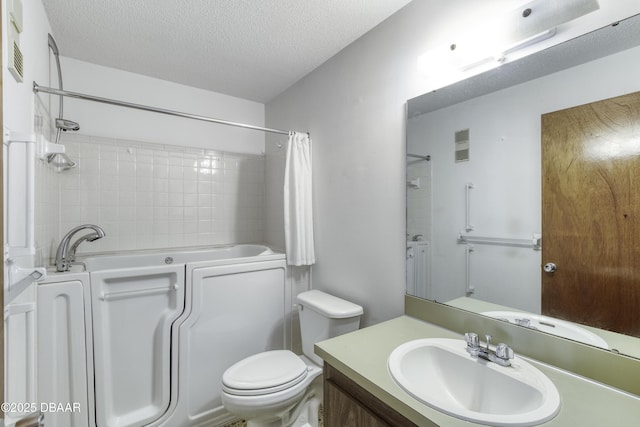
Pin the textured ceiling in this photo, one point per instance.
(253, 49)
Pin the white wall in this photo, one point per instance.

::::

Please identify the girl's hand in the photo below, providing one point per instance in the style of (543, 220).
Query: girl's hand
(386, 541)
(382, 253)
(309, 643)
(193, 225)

::::

*WHAT IS EXPECTED*: Within the material above, copy exactly the lines from the line that holds "Pin the textured" up to and including the line that holds "Pin the white".

*COMPLETED TASK*:
Pin the textured ceiling in this photo, one point per instance.
(253, 49)
Pin the white wall in this photo, one point per instance.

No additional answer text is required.